● **DATA PROVIDED**:

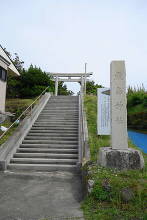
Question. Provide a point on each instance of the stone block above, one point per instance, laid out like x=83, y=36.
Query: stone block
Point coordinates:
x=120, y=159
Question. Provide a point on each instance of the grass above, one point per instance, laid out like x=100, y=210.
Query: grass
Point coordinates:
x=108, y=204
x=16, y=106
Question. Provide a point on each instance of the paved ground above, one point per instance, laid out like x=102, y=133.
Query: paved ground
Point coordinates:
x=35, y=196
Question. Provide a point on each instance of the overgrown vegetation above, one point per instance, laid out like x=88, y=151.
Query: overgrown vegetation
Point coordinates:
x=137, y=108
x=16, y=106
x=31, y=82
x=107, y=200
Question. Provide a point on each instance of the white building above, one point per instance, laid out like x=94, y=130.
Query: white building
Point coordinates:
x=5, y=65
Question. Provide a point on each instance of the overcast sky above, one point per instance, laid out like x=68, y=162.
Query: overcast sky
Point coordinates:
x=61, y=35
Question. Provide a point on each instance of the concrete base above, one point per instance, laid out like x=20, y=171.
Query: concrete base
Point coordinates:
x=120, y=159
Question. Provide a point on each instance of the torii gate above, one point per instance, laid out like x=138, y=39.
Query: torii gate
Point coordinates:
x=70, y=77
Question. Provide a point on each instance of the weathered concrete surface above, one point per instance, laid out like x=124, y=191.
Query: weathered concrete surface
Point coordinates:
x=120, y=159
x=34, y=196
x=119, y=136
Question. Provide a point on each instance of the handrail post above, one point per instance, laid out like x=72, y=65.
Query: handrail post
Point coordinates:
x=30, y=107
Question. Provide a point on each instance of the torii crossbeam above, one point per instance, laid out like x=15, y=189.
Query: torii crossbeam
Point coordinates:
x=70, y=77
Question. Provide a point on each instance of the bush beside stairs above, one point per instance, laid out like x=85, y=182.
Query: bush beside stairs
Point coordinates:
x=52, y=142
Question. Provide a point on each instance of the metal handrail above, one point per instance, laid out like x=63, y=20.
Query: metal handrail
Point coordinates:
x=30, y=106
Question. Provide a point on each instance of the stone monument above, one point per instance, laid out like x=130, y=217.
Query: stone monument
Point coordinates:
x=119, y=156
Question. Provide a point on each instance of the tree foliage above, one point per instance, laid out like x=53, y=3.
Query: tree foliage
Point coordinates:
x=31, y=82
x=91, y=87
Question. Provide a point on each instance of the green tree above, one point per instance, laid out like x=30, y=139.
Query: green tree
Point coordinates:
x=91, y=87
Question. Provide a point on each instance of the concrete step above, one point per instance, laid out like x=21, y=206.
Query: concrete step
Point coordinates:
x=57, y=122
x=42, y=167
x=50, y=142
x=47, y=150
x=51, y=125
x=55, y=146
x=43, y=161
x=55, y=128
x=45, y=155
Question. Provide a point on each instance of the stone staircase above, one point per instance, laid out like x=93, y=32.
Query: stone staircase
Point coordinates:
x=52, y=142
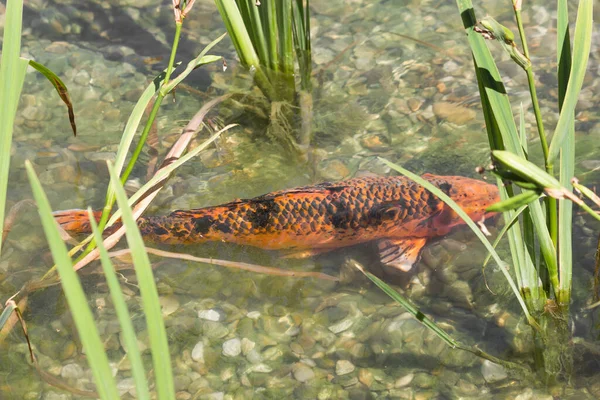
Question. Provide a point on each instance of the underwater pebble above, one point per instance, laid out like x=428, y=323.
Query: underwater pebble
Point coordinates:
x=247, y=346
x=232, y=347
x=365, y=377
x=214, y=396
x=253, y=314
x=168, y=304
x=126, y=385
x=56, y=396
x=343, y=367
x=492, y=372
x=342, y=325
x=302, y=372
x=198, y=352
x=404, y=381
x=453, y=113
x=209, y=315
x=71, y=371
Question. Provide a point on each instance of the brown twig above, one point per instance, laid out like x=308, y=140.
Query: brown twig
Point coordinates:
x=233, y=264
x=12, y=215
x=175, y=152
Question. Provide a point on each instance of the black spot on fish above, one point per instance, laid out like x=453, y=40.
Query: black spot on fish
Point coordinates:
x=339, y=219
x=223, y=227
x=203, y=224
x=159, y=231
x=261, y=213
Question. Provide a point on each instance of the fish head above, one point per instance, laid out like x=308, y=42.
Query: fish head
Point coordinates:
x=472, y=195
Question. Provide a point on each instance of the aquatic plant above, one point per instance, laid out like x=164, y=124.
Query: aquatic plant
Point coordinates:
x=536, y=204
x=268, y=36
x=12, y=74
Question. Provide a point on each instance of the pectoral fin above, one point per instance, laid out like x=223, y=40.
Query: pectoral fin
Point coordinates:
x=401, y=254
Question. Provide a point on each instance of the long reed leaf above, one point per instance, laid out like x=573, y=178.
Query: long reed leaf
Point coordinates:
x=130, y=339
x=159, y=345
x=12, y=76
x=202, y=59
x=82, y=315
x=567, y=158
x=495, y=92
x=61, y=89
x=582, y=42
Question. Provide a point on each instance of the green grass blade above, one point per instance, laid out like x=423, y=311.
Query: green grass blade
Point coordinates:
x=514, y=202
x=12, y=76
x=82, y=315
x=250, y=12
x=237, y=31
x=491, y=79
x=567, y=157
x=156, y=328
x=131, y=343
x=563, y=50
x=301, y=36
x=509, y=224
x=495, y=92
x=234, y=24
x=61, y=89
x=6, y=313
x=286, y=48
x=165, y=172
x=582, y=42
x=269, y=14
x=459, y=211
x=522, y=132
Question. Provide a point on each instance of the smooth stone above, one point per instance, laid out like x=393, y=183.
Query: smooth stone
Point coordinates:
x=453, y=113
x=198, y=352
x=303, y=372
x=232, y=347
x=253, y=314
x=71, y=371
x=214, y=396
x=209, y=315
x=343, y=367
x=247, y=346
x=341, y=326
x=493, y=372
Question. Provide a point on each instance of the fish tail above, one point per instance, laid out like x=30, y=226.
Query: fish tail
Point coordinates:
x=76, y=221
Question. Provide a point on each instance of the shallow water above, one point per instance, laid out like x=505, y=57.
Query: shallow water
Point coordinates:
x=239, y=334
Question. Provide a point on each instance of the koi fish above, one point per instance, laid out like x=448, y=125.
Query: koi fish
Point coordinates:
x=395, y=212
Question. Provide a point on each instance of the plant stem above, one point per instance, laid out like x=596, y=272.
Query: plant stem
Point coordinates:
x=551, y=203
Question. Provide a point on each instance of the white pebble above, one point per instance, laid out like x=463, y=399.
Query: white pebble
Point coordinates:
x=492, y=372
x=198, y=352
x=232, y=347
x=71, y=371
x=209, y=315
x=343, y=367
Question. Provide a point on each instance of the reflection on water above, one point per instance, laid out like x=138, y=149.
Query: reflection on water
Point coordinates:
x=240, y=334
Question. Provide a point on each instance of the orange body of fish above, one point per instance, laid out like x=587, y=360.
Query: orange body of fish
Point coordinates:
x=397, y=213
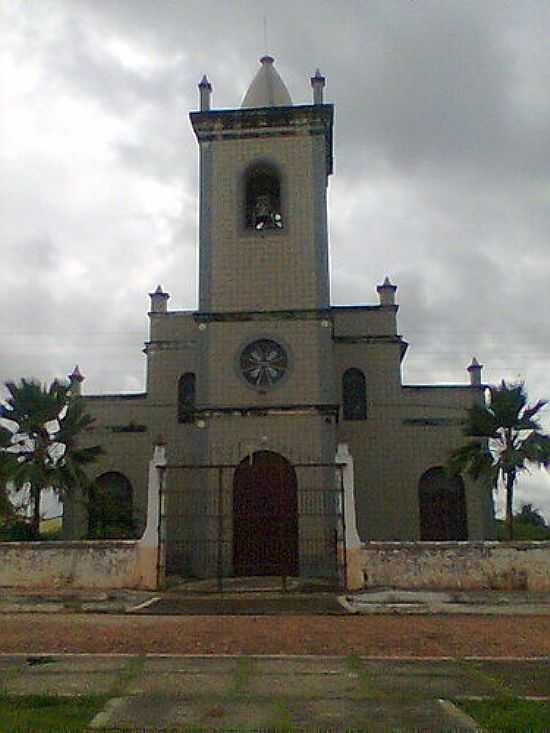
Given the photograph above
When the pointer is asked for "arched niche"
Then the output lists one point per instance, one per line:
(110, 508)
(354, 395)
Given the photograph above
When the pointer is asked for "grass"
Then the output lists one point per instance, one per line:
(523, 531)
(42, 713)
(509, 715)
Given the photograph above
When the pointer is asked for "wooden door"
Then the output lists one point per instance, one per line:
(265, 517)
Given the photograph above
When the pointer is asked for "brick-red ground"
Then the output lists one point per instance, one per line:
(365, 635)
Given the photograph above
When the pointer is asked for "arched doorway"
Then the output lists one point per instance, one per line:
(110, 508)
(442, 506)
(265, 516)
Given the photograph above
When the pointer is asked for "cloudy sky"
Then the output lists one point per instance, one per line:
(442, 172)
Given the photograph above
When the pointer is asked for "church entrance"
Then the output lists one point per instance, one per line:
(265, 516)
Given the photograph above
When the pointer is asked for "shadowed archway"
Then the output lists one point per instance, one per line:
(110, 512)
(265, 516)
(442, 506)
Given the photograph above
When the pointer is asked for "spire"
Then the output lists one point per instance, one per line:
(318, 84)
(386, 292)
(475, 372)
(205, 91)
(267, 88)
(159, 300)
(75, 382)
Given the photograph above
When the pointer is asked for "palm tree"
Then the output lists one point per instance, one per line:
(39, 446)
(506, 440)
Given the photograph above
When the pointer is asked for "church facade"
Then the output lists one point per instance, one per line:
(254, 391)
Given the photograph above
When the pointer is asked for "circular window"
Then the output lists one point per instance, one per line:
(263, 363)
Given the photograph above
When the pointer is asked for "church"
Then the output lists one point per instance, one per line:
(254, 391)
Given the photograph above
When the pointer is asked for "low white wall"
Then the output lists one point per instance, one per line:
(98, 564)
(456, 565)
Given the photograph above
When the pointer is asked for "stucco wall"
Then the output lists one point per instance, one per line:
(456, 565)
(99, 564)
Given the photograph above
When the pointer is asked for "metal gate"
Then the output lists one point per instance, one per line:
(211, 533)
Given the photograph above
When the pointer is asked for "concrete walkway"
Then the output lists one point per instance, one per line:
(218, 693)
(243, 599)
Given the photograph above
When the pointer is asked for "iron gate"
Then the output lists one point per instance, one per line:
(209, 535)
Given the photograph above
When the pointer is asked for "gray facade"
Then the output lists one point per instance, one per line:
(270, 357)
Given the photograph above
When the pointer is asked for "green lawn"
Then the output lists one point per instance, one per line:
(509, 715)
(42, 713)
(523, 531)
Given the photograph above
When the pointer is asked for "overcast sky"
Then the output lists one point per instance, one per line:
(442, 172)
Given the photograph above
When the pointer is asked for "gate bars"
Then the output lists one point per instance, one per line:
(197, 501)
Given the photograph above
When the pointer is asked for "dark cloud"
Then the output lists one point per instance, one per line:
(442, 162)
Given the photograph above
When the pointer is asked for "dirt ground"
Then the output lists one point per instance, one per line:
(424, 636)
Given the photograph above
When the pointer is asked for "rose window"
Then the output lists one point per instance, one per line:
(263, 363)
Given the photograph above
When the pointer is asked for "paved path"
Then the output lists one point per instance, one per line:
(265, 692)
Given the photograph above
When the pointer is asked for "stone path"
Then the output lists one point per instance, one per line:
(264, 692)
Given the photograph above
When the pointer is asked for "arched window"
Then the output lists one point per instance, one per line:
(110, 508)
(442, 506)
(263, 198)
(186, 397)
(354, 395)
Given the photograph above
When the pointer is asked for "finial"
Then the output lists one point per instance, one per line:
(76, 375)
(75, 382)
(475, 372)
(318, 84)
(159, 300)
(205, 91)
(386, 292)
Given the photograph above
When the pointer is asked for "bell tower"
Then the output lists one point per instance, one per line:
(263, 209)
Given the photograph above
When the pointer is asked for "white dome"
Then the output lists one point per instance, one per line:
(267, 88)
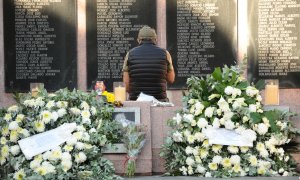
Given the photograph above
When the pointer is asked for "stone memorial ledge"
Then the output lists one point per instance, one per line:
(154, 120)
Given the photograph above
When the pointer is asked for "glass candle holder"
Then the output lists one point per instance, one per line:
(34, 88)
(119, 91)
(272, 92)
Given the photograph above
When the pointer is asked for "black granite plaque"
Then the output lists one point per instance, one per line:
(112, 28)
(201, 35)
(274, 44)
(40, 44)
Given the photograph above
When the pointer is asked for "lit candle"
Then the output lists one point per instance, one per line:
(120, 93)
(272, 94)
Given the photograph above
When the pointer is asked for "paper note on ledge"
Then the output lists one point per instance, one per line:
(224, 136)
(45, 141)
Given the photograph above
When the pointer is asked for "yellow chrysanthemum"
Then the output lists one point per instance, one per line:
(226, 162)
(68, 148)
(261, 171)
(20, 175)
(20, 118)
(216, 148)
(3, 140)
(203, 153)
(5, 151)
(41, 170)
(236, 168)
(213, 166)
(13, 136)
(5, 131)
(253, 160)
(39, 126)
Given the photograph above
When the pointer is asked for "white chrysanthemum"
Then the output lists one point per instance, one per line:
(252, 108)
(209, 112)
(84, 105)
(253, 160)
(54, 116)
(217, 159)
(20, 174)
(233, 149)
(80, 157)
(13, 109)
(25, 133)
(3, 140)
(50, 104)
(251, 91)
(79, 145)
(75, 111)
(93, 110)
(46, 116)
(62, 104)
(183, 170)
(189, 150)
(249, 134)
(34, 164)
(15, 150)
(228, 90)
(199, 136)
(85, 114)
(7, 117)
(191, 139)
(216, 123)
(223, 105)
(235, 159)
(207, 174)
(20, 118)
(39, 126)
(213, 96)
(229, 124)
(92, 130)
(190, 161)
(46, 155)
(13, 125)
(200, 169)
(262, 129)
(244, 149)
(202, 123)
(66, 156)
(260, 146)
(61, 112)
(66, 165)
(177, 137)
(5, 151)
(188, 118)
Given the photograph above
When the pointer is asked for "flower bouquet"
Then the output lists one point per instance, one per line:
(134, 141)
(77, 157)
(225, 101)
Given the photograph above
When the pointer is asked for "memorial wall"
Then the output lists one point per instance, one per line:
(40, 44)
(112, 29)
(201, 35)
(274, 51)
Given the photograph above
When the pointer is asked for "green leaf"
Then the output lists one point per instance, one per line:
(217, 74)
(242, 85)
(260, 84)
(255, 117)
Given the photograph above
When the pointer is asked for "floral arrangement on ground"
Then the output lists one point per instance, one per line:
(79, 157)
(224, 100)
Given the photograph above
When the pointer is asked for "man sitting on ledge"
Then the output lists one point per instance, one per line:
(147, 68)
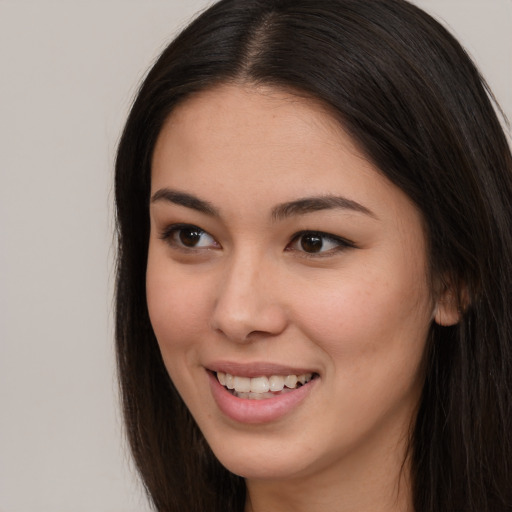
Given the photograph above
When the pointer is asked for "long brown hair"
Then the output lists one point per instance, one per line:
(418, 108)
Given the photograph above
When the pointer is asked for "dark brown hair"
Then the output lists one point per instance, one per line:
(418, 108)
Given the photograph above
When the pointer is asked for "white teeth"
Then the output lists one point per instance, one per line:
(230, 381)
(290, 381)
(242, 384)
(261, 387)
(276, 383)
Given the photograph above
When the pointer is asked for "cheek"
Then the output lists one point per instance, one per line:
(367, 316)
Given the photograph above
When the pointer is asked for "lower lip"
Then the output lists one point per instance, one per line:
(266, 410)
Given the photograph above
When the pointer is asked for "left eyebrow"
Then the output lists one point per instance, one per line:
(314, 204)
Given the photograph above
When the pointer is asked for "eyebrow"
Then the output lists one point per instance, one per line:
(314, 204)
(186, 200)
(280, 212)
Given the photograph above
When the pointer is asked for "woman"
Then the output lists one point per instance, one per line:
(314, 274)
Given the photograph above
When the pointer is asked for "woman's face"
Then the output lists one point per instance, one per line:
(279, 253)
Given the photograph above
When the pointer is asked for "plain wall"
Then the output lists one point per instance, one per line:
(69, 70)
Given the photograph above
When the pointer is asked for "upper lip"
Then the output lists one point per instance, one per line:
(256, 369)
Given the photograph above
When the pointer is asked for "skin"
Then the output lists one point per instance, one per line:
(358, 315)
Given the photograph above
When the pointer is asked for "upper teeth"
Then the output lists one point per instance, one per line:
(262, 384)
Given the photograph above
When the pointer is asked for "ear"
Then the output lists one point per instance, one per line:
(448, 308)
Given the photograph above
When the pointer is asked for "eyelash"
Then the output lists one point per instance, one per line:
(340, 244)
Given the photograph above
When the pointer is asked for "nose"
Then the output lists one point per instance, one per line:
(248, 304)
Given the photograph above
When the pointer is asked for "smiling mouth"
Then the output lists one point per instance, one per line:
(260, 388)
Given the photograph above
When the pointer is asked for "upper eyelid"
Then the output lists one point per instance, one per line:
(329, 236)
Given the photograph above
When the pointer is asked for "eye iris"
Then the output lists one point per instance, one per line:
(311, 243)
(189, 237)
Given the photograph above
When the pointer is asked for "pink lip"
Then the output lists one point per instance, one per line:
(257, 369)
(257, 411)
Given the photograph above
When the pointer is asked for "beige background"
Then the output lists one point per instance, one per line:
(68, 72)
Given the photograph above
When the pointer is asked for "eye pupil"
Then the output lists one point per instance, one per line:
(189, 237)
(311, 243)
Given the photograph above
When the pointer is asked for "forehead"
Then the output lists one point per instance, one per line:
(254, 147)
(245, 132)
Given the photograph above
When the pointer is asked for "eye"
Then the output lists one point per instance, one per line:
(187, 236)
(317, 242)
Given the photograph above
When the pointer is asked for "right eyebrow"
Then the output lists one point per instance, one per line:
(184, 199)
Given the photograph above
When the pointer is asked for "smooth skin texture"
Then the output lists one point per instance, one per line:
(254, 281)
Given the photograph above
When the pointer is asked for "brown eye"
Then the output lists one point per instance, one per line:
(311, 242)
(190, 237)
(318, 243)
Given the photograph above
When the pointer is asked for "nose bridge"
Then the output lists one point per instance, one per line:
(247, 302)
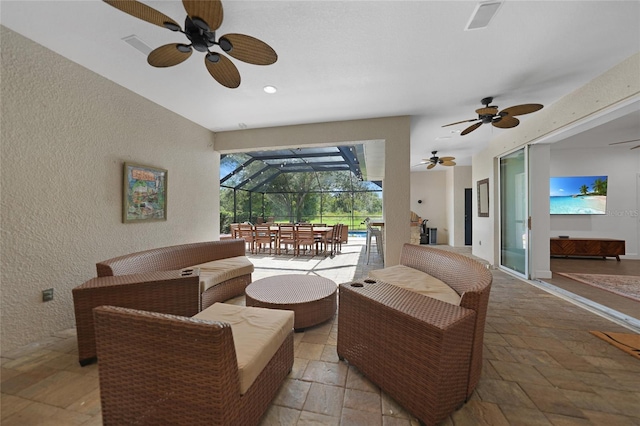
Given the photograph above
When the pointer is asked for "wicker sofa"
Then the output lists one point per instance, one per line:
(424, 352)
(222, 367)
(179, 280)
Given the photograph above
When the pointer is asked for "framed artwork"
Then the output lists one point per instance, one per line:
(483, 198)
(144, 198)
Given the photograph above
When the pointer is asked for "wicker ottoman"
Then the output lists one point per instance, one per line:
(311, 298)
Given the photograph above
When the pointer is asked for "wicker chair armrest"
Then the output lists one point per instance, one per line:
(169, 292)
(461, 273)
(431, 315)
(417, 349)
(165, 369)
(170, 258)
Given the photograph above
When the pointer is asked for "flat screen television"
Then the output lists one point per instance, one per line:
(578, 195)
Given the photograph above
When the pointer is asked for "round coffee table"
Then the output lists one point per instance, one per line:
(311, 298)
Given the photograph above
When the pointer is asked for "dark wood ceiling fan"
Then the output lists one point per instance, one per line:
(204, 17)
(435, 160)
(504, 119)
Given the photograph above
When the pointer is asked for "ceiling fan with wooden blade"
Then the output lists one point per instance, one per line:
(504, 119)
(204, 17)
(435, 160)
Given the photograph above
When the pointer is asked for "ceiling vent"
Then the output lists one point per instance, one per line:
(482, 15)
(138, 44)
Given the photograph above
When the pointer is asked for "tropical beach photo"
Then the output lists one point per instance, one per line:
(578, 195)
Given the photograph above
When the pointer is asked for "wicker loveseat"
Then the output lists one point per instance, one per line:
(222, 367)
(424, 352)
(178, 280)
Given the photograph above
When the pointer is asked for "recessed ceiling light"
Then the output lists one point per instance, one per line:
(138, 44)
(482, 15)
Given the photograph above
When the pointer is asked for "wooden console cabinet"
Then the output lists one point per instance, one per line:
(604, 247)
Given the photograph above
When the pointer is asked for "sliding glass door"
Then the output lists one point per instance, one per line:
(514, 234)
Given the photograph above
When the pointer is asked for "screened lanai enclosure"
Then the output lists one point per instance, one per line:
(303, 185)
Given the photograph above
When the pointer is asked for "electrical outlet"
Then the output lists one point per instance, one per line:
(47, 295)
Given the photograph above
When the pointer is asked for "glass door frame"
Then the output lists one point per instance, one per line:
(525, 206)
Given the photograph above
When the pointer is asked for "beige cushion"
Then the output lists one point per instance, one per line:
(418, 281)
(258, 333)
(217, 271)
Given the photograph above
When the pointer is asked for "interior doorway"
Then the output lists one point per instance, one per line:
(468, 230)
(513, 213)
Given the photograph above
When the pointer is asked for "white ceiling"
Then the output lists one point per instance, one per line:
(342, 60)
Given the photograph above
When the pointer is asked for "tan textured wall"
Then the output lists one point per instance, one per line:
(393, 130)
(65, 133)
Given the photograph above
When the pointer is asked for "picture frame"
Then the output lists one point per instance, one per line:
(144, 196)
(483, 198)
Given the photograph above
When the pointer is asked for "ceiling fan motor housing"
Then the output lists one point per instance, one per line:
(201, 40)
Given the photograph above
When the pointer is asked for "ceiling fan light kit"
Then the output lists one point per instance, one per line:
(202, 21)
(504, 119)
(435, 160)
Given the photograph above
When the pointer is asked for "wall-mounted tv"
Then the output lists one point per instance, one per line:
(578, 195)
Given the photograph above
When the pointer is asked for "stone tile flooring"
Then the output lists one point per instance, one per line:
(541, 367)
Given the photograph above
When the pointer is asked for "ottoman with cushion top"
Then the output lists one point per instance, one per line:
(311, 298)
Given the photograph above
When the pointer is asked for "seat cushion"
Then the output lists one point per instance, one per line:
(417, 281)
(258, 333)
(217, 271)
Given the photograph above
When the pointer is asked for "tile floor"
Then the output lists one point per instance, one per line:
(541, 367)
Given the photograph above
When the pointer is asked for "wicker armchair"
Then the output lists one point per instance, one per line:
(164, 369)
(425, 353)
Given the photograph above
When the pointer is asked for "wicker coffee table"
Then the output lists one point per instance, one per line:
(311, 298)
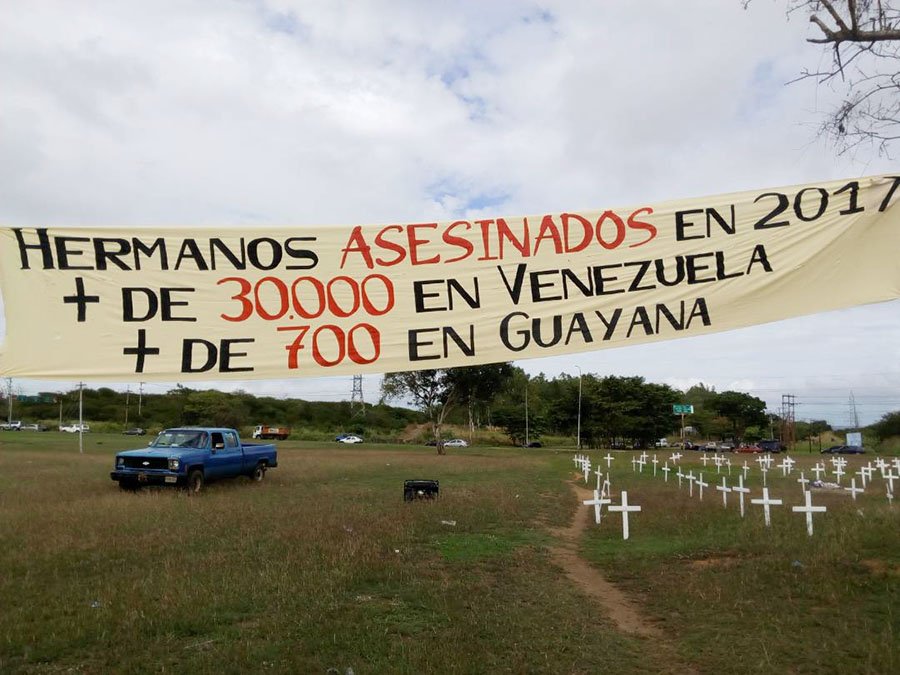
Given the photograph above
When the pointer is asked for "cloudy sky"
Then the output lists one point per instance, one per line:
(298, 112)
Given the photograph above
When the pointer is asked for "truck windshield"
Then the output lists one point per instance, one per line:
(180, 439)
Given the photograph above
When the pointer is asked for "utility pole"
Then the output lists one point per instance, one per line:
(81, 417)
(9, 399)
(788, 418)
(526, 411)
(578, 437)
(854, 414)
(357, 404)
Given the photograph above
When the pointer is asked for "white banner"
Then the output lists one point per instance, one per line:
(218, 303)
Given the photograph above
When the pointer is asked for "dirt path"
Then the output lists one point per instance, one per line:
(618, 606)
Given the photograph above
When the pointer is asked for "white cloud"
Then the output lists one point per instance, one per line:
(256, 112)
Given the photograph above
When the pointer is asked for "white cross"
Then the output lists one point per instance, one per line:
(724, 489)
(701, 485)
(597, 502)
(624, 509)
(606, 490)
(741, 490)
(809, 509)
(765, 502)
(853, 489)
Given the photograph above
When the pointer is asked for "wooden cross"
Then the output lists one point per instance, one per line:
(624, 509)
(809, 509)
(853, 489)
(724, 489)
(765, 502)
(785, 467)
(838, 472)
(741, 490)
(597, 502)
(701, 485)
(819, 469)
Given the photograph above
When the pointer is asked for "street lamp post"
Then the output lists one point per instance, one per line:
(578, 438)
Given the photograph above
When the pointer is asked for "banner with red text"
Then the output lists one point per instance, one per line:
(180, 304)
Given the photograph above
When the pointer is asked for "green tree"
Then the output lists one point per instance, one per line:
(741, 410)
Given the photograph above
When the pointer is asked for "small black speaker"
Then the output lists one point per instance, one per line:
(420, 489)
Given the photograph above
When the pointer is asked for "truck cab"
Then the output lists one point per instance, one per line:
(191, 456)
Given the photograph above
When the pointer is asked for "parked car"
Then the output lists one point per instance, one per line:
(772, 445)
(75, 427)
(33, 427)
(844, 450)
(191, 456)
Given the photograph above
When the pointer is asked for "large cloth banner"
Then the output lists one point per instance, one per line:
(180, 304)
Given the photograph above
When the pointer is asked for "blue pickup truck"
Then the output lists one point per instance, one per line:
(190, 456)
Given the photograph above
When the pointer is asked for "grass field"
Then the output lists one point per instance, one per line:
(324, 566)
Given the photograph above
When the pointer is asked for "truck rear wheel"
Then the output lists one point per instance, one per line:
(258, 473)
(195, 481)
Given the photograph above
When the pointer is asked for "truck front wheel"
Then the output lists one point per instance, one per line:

● **WHAT TO PRODUCE**: Pull out every line of the records above that contains the word "handrail", keeping each line whole and in its original order.

● **TASK RESPONSE**:
Question. Provide a point on each instance of the handrail post above, one point per instance, laid out like x=72, y=65.
Query: handrail post
Question. Provide a point on each instance of the metal handrail above, one point per instance, laid out like x=63, y=20.
Query: metal handrail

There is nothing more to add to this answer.